That Parker hose looks like good stuff – burst strength is way above what you need since most GS engines use a low pressure oiling system.

I used Earl’s Perform-o-Flex hose for my cooler - $6.85/foot; only used about four feet so the total cost was not too bad. Has stainless outer braid to guard against rub through. Earl’s also has Auto-Flex hose for $4.99/foot which is similar.

My preference is to use a hose with outer sheath to guard against abrasion. Summit and Jeg’s both sell various brands – shopping based on price seems reasonable considering the application.
 
Yep, the Parker hose is a good hose just a little stiff. I was thinking about switching to AN fittings & S/S hose like sharpey and others have used but my oil cooler has a Lockhart BP-180 thermostat with barbed hose fittings.

The S/S hoses look great but I would rather retain the function of the Lockhart thermostat. I would be interested to hear if there are any means of installing AN Fittings on the BP-180 thermostat?
 
Yep, the Parker hose is a good hose just a little stiff. I was thinking about switching to AN fittings & S/S hose like sharpey and others have used but my oil cooler has a Lockhart BP-180 thermostat with barbed hose fittings.

The S/S hoses look great but I would rather retain the function of the Lockhart thermostat. I would be interested to hear if there are any means of installing AN Fittings on the BP-180 thermostat?

I used Summit Racing for all my SS hoses and AN fittings. Their prices were way less than my local auto parts store wanted for Earl's.

For the cooler, I cut the barb off with a hacksaw. Then I used a standard compression fitting to transition to pipe threads, and an AN transition fitting. The compression fitting idea was a gamble. But it worked well in the low pressure system. I used brass fittings b'cuz they're cheap. Maybe someday I'll switch to SS. I found a picture of just the fittings without the lines.
HPIM1401.jpg
 
I think you can use band clamps with stainless covered rubber hoses; hose ends are available that look like bolt/crimp on ends but have a hidden band clamp under the fancy looking anodized cap. Going this way will give you some abrasion resistance which is a good thing on a motorcycle.
 
While braided line and AN fittings are aesthetically pleasing, they're completely unnecessary. (I build coolers for Honda 750's that run 100 PSI oil pressure and don't normally use braided hose or AN fittings unless the customer specifies it)

• Source material:

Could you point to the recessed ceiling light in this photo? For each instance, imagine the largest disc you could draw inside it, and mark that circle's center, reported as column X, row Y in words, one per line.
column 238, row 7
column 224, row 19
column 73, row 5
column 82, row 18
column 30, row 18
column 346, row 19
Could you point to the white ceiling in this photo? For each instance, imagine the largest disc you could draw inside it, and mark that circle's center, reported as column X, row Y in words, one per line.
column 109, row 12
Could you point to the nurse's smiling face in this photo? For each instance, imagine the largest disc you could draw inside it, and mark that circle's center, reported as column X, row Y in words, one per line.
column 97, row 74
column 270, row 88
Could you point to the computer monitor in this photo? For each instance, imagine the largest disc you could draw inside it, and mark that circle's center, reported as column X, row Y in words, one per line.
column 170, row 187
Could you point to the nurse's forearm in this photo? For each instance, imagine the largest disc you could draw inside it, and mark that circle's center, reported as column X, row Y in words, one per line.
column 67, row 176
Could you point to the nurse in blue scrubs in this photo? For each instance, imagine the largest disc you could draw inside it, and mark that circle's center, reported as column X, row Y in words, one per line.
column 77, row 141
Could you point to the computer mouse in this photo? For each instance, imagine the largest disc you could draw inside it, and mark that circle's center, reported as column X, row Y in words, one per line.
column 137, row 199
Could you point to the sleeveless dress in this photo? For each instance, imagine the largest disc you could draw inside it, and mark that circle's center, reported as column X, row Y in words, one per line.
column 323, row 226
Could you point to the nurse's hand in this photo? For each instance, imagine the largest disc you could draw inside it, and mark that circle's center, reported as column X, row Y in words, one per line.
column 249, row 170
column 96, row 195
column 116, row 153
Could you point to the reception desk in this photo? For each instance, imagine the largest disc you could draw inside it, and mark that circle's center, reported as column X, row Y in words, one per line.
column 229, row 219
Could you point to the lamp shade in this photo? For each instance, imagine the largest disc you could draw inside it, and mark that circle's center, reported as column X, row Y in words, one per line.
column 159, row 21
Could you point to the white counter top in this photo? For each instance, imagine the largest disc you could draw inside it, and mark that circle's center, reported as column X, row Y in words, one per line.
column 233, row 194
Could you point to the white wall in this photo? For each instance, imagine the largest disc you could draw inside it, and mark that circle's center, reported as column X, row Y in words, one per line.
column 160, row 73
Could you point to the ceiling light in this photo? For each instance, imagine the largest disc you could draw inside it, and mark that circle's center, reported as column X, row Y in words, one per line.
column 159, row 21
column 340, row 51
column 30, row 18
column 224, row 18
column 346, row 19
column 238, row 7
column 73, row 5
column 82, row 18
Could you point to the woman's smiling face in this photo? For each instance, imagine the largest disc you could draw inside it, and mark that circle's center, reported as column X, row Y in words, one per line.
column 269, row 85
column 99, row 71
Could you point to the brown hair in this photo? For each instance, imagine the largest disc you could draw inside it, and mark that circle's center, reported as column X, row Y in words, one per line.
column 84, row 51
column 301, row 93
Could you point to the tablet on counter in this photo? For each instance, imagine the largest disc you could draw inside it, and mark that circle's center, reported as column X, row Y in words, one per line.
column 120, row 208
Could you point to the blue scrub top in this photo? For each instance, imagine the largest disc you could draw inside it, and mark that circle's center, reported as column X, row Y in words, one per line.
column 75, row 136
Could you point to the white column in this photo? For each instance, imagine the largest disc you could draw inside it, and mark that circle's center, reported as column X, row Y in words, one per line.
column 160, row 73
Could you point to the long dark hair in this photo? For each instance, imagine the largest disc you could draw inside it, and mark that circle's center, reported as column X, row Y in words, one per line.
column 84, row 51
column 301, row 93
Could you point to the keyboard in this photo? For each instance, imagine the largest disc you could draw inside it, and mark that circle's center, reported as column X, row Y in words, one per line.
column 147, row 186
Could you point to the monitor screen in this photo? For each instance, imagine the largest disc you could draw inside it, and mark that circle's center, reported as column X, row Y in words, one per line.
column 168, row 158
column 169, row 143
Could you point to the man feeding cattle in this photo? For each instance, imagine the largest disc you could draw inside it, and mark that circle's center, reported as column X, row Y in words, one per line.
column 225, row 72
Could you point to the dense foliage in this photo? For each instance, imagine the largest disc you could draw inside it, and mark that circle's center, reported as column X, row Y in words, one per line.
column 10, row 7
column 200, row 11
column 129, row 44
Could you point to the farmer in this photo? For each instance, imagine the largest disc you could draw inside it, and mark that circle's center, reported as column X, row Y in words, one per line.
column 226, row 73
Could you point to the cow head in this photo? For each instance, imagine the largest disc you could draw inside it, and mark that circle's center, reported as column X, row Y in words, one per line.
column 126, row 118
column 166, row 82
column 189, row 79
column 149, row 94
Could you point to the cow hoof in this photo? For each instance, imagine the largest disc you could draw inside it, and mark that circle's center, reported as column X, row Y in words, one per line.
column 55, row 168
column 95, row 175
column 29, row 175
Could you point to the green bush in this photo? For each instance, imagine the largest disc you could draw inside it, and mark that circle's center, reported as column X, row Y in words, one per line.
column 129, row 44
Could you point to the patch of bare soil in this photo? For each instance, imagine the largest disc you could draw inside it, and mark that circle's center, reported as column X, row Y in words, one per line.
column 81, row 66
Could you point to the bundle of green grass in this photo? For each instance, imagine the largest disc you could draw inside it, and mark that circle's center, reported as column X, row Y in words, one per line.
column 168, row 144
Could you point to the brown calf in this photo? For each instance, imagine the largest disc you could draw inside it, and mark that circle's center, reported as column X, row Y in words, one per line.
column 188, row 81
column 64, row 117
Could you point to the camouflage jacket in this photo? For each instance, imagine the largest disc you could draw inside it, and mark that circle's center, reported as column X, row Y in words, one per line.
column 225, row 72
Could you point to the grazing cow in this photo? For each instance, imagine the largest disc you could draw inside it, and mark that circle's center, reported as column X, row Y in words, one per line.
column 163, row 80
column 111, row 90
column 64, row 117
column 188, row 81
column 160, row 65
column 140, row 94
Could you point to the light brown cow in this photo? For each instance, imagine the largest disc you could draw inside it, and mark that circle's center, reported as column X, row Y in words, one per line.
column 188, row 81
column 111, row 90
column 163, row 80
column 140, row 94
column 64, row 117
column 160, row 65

* * *

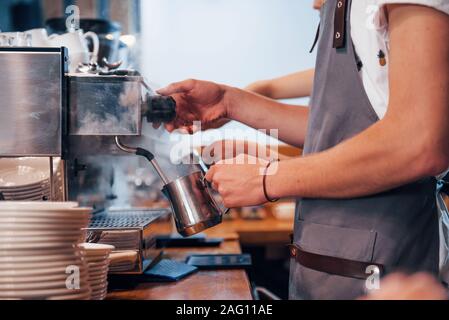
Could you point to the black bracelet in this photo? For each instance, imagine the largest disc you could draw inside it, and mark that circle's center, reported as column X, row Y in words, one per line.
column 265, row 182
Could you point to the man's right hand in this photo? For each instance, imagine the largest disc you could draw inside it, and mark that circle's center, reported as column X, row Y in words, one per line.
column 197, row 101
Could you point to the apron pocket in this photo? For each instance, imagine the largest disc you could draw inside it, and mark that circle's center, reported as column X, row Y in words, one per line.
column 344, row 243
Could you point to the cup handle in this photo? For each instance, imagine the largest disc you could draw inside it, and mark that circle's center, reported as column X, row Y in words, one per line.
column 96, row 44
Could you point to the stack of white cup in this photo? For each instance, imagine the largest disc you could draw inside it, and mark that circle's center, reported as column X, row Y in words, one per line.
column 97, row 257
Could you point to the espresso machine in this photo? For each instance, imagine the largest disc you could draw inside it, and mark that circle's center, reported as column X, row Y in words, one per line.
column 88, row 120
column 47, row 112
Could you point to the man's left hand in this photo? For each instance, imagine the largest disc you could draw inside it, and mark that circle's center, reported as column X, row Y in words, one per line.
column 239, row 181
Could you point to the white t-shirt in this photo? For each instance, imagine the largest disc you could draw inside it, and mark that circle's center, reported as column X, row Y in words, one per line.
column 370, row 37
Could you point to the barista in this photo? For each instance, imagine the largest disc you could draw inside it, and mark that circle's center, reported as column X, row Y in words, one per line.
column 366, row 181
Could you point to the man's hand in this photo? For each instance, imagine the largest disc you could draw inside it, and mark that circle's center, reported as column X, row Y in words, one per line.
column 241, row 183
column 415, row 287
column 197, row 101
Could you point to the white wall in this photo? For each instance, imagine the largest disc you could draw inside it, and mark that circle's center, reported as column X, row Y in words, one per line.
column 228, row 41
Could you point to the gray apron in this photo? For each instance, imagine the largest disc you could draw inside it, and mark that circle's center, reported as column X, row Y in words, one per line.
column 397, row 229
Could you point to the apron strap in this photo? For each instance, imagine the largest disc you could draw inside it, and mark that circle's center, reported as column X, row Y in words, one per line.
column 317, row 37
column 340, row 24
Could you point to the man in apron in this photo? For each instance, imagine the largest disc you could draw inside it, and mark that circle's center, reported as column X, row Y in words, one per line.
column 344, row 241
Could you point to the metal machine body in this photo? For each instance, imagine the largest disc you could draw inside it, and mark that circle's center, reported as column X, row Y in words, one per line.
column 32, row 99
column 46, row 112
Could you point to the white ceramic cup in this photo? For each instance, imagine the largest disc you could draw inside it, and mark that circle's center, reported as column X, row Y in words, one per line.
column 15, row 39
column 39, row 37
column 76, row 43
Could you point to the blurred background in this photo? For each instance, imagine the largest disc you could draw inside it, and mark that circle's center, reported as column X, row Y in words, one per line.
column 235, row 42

* * *

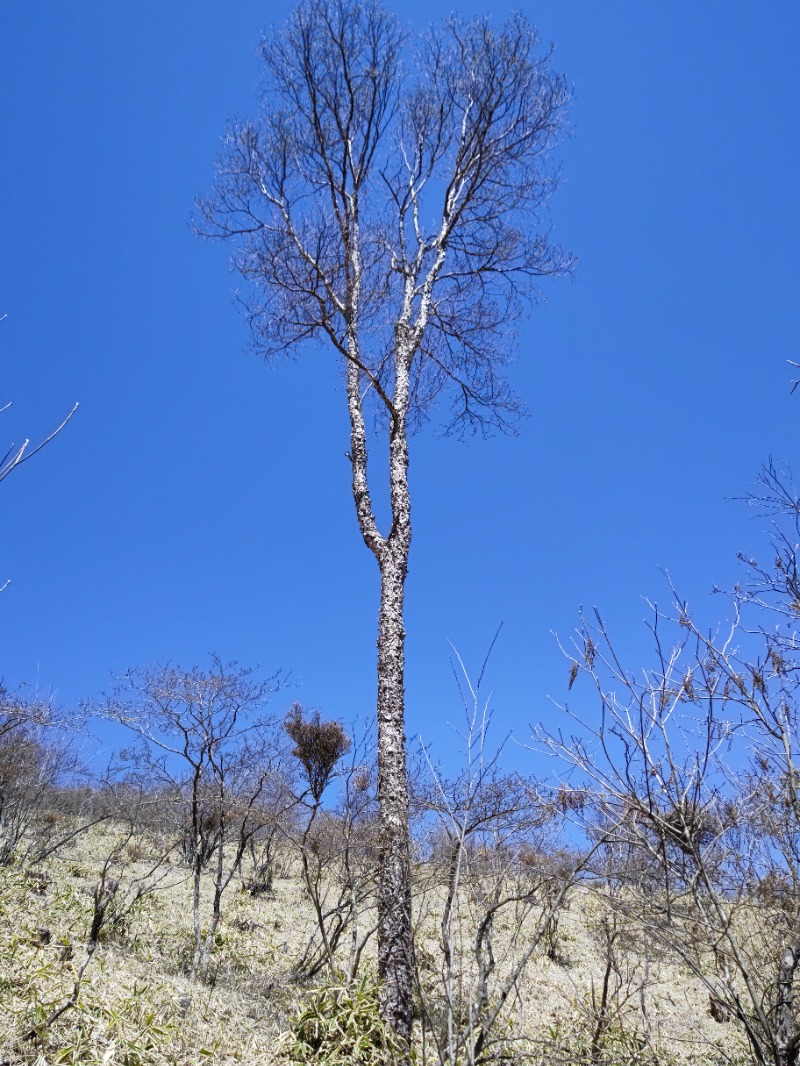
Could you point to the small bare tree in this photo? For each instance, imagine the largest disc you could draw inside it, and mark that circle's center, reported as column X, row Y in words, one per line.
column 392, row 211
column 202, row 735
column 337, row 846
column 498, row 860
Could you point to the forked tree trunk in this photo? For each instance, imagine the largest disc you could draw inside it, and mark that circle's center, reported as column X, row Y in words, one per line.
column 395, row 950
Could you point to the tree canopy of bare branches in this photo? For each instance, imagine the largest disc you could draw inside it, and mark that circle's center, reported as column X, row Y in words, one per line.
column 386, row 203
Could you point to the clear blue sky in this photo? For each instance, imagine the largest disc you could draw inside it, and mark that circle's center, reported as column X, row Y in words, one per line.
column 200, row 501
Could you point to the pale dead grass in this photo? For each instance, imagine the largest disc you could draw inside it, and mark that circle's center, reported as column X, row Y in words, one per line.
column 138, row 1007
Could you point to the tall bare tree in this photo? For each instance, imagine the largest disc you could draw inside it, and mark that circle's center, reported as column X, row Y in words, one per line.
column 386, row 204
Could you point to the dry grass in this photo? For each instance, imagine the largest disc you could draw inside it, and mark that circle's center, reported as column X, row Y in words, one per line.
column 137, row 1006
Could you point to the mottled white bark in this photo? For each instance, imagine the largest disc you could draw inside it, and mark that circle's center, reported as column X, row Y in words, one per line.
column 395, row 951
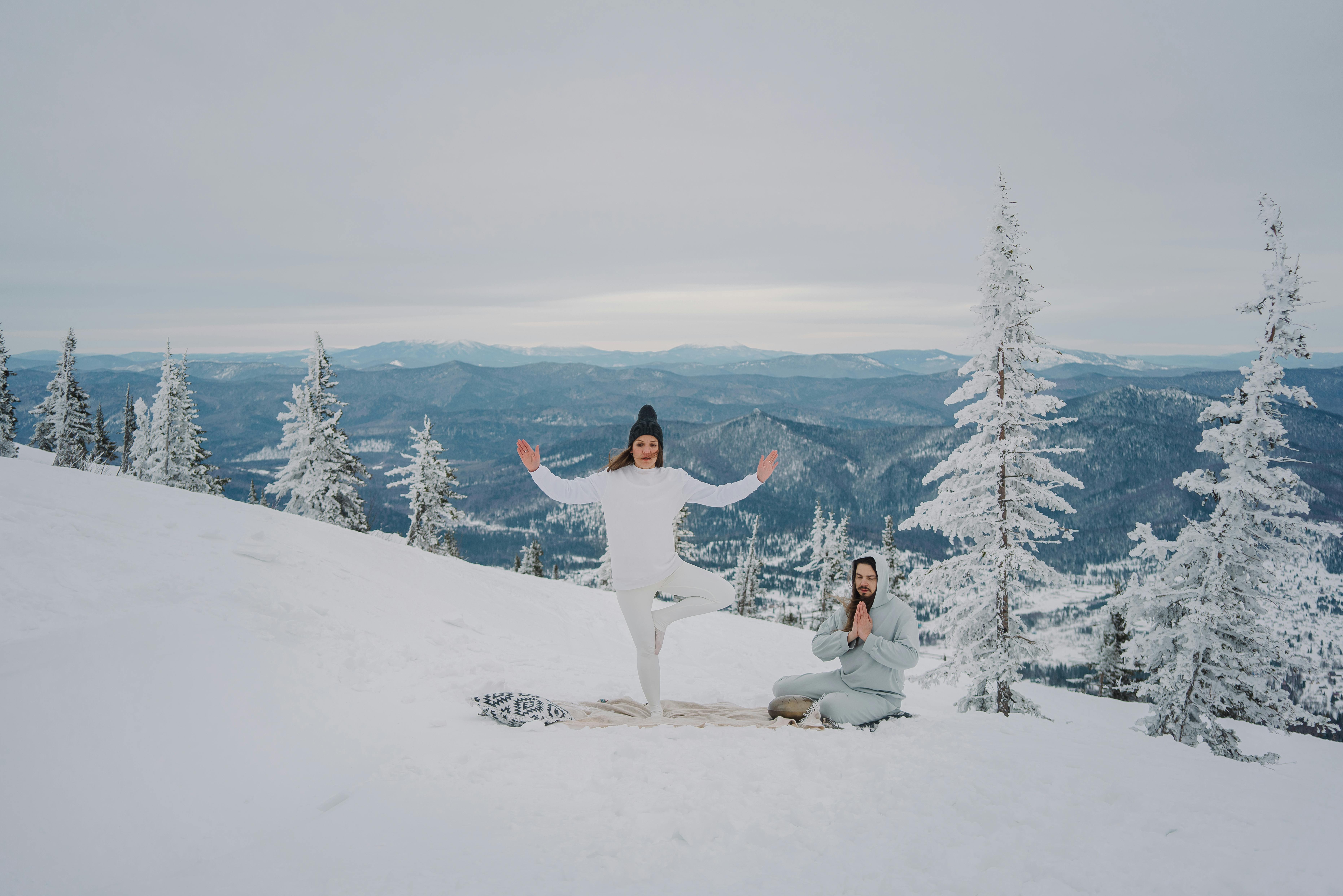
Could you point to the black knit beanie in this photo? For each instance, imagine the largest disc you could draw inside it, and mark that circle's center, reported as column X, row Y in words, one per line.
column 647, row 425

• Written tasks:
1. Reproduce the oil cooler hose discussion between "I used Summit" and "without the lines.", inclusive, swapping "brass" for "aluminum".
2. Format the listing between the lines holding "Could you point to the white t-shirt" and "column 370, row 37", inclusive, as a numbered list with blank lines omitted.

• Expected answers:
1.
I used Summit Racing for all my SS hoses and AN fittings. Their prices were way less than my local auto parts store wanted for Earl's.

For the cooler, I cut the barb off with a hacksaw. Then I used a standard compression fitting to transition to pipe threads, and an AN transition fitting. The compression fitting idea was a gamble. But it worked well in the low pressure system. I used aluminum fittings b'cuz they're cheap. Maybe someday I'll switch to SS. I found a picture of just the fittings without the lines.

2.
1. Could you point to the white t-shirt in this photo? For each instance, imagine the largest disc you could draw inside it, and mark that circle's center, reported as column X, row Y in words, one per line.
2. column 370, row 37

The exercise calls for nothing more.